## Parts of the exercise
A – In the gas-system post, what barrel length was the barrel engineered to function properly at?
B – Write out the passage of the gas-system post starting at "Now we can call" and ending at "shorter barrel terminates.".
C – Condense the paragraph of the gas-system post that opens with "The rate at which energy is added" into a short list, keeping its main facts.

## Source
◇ ◇ ◇ ◇ ◇

I think I have figured out a good way to find a reference point biased the barrels original configuration.
If you see a problem with the theory, my equations, or estimates please let me know
Though this looks complicated I assure you it really is not, its just long-winded...
We know that the barrel (which includes the gas port) has been engineered to function properly at the standard 20" length.
The function of a properly engineered gas system is to apply the appropriate "power" to cycle the bolt/carrier assembly.
So here is the math:
The rate at which energy is added to a system (energy divided by time) is called power. (Mass is represented by "m" Velocity as "v", Time as "t", and Force "F"). With mv divided by t, power becomes force only (mv/t = F). With ½mv² divided by time, power becomes force times velocity (½mv²/t = Fv).
Now we can call most of the properties we are working with constants :
Which is to say that they are unchanged by the decrease in barrel length past the gas port.
The bolt assembly still requires the same force (F) to cycle it, the pressure in the barrel at the gas port is unchanged because the volume of available gas exceed that required to supply the appropriate mass (m) , the velocity (v) at, and acceleration of the bullet and gasses past the gas port for the duration of time the bullet remains within the length of barrel to the point where the shorter barrel terminates.

◇ ◇ ◇ ◇ ◇

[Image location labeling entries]
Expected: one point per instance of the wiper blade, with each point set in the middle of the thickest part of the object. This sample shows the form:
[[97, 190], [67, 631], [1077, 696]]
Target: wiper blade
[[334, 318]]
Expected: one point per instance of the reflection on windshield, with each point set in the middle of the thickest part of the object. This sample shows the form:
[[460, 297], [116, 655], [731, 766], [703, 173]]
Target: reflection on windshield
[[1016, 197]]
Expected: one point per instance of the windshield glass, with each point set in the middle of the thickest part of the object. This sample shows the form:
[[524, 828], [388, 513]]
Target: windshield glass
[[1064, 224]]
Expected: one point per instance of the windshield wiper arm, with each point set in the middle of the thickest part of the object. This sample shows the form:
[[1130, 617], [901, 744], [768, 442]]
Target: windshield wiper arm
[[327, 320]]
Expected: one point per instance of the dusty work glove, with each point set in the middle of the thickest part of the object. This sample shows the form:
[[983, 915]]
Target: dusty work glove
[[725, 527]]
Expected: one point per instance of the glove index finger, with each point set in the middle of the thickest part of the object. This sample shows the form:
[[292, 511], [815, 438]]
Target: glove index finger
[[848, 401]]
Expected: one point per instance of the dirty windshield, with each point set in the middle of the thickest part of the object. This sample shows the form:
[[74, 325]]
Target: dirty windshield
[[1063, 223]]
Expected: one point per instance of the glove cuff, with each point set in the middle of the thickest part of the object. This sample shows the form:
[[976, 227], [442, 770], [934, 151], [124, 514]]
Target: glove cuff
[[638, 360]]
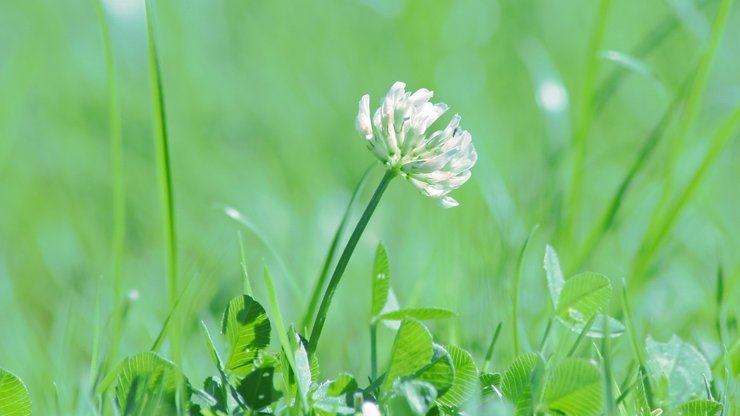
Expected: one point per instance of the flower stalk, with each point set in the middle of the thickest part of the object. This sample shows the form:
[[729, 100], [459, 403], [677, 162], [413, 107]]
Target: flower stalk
[[336, 277]]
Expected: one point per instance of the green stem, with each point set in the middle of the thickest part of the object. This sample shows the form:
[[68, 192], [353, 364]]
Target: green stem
[[318, 325], [373, 350], [165, 179], [329, 259], [606, 220], [119, 197], [515, 302], [584, 119], [693, 102], [663, 223]]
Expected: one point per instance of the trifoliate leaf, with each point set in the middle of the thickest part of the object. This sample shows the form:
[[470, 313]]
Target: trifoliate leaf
[[257, 388], [247, 330], [412, 350], [440, 372], [518, 381], [491, 383], [148, 385], [465, 383], [583, 296], [680, 365], [14, 398], [410, 397], [575, 388]]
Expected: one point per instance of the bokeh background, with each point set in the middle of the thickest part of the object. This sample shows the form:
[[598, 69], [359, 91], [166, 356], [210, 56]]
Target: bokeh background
[[261, 98]]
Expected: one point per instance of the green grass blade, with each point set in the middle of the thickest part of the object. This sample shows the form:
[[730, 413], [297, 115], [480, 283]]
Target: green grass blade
[[662, 223], [336, 276], [515, 302], [116, 155], [606, 220], [278, 320], [657, 227], [244, 221], [645, 47], [637, 349], [166, 325], [491, 346], [247, 287], [584, 119], [165, 177]]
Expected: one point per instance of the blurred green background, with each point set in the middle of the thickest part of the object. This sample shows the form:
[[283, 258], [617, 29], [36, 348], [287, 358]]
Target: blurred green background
[[261, 99]]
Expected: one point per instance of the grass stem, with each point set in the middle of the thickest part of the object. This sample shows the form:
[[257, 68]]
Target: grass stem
[[165, 179], [658, 223], [585, 117], [515, 301]]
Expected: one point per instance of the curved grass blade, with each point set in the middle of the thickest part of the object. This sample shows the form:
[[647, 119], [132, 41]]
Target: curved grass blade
[[517, 278], [241, 219], [665, 221], [658, 223], [165, 176], [584, 119]]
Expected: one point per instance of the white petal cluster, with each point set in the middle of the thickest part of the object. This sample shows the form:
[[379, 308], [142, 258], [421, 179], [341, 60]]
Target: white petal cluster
[[437, 163]]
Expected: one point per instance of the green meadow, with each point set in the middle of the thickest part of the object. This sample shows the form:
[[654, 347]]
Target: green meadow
[[180, 181]]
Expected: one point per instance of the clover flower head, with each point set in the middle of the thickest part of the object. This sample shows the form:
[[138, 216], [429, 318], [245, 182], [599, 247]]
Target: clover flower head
[[436, 163]]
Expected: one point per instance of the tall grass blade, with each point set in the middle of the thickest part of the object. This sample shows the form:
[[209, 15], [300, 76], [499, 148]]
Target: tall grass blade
[[663, 222], [279, 323], [637, 350], [584, 119], [606, 220], [489, 352], [119, 193], [165, 177], [645, 47], [246, 286], [515, 302], [116, 154]]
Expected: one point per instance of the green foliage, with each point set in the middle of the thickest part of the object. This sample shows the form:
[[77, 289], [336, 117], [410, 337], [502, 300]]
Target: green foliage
[[412, 350], [381, 280], [14, 398], [465, 383], [411, 397], [583, 297], [575, 388], [608, 139], [422, 314], [257, 388], [519, 381], [699, 408], [247, 331], [678, 369], [580, 299], [150, 384], [440, 372]]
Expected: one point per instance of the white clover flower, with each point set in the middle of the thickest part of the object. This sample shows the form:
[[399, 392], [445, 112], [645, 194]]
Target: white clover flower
[[436, 163]]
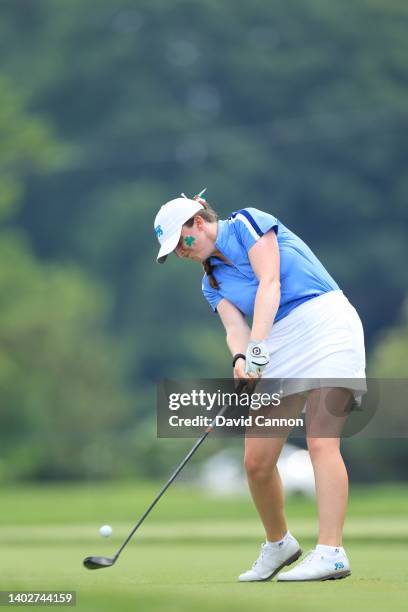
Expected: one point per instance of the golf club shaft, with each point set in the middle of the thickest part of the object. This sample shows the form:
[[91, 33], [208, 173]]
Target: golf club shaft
[[239, 389]]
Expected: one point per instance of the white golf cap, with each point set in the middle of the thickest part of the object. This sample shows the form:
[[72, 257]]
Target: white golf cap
[[169, 221]]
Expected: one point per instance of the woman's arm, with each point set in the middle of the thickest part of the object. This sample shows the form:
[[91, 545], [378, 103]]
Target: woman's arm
[[237, 331], [265, 262]]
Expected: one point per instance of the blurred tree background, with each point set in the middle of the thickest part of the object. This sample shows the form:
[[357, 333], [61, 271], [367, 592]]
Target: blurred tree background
[[109, 108]]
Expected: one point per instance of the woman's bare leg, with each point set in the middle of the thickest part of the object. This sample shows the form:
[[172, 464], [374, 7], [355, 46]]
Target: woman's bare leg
[[326, 408], [261, 456]]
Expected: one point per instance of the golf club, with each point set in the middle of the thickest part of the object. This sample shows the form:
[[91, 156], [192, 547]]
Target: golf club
[[101, 562]]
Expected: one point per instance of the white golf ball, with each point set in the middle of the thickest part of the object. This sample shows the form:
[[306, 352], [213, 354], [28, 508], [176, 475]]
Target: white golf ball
[[105, 531]]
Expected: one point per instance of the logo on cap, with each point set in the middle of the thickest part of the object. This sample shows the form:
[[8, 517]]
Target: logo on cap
[[158, 231]]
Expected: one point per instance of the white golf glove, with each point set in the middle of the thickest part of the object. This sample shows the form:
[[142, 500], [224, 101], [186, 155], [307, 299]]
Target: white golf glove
[[257, 357]]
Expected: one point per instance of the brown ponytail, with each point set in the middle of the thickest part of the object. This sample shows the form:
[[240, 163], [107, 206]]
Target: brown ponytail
[[208, 214]]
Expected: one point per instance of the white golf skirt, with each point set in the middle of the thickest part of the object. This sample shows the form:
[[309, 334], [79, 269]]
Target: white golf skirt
[[321, 339]]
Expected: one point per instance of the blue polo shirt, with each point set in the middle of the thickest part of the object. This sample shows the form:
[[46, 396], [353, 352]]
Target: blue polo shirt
[[302, 276]]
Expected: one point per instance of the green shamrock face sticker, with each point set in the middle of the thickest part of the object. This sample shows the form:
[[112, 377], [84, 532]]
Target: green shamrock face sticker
[[189, 240]]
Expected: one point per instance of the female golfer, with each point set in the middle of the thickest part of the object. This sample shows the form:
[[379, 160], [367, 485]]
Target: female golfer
[[303, 328]]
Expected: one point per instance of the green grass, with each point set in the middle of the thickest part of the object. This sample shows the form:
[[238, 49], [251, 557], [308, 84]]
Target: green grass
[[187, 555]]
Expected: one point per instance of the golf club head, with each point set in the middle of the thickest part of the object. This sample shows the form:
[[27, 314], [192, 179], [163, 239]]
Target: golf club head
[[98, 562]]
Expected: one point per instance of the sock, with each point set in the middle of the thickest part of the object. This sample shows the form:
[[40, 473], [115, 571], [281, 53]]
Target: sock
[[279, 543], [329, 550]]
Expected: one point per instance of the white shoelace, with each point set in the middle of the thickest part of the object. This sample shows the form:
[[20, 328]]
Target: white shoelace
[[261, 556], [310, 556]]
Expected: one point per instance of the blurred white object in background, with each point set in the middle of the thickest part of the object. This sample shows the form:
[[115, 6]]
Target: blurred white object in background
[[223, 474]]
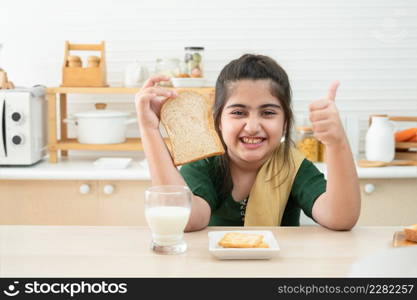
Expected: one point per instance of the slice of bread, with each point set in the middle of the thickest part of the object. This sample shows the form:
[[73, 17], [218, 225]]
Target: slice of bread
[[411, 233], [189, 124]]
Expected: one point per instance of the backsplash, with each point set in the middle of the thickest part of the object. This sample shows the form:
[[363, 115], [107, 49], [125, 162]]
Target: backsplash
[[370, 46]]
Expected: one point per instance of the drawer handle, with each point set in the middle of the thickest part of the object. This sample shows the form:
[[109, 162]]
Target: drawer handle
[[108, 189], [369, 188], [84, 189]]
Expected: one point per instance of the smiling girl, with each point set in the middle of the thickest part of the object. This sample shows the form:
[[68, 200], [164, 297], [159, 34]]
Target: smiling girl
[[261, 180]]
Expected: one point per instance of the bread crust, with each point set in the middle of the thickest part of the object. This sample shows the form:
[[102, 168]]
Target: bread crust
[[208, 123], [411, 233], [242, 240]]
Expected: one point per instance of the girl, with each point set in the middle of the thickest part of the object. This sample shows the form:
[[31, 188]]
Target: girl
[[261, 180]]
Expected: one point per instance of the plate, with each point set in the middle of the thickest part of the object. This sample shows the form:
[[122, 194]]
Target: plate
[[112, 162], [188, 82], [243, 253]]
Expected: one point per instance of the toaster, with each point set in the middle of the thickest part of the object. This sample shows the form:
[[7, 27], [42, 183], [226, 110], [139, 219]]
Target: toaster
[[23, 131]]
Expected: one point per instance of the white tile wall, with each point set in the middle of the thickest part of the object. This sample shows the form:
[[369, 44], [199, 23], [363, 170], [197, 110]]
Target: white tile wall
[[369, 45]]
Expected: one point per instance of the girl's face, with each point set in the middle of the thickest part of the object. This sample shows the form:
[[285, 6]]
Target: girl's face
[[252, 122]]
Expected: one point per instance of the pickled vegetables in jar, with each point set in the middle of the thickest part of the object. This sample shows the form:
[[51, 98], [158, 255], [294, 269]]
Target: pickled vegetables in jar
[[194, 61]]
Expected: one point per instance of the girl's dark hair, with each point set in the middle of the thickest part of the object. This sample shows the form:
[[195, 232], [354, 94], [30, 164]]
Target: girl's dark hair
[[252, 67]]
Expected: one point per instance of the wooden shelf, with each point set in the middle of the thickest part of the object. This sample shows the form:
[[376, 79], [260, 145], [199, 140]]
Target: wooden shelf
[[106, 90], [405, 145], [131, 144], [65, 144]]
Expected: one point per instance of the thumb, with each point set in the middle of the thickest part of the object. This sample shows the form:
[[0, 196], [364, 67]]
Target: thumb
[[331, 94]]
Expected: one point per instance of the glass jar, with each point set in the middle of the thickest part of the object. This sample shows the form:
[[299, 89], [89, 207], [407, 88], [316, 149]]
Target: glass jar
[[194, 62], [307, 143]]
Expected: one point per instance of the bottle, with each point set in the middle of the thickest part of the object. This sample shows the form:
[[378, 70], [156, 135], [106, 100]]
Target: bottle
[[380, 139], [307, 143], [194, 62]]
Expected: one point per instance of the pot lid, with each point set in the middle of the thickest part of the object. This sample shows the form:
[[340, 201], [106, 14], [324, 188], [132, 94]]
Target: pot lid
[[102, 114]]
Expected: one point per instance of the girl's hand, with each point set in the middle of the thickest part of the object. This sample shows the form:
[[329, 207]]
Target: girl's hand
[[149, 101], [325, 119]]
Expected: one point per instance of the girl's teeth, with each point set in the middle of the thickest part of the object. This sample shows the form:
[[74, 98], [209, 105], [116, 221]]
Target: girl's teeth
[[251, 141]]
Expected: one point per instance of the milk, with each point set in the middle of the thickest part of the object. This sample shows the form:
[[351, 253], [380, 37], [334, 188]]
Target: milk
[[167, 223]]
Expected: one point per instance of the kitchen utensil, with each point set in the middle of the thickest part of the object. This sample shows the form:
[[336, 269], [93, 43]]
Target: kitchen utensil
[[399, 240], [372, 164], [380, 140], [23, 119], [101, 126], [113, 162], [135, 74]]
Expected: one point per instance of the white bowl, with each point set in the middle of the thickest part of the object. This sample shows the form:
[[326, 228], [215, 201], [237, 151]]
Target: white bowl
[[188, 82], [112, 162]]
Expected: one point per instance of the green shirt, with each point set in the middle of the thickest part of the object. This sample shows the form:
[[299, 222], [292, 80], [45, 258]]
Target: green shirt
[[204, 181]]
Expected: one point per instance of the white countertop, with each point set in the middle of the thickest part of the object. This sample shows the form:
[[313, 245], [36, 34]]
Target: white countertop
[[93, 251], [76, 167]]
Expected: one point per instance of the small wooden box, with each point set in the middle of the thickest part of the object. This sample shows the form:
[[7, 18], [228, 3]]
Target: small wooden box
[[84, 76]]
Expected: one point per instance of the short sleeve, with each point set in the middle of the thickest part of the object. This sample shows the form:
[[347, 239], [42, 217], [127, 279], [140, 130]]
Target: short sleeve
[[198, 176], [309, 184]]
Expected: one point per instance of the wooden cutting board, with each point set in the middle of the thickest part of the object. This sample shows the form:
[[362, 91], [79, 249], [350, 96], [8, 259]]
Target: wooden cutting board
[[400, 241]]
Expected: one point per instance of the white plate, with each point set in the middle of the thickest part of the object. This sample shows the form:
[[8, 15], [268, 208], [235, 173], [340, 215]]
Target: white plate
[[112, 162], [188, 82], [243, 253]]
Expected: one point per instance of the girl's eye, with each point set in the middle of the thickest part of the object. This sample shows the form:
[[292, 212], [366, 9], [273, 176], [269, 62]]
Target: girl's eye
[[269, 112], [237, 113]]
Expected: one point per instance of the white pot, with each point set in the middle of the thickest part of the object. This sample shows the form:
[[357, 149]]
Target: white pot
[[101, 126]]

◇ ◇ ◇ ◇ ◇

## Responses to the tasks
A – The standard 20" length.

B –
Now we can call most of the properties we are working with constants :
Which is to say that they are unchanged by the decrease in barrel length past the gas port.
The bolt assembly still requires the same force (F) to cycle it, the pressure in the barrel at the gas port is unchanged because the volume of available gas exceed that required to supply the appropriate mass (m) , the velocity (v) at, and acceleration of the bullet and gasses past the gas port for the duration of time the bullet remains within the length of barrel to the point where the shorter barrel terminates.

C –
- Power is the rate at which energy is added to a system (energy divided by time).
- Symbols: m for mass, v for velocity, t for time, F for force.
- mv divided by t gives force only: mv/t = F.
- ½mv² divided by time gives force times velocity: ½mv²/t = Fv.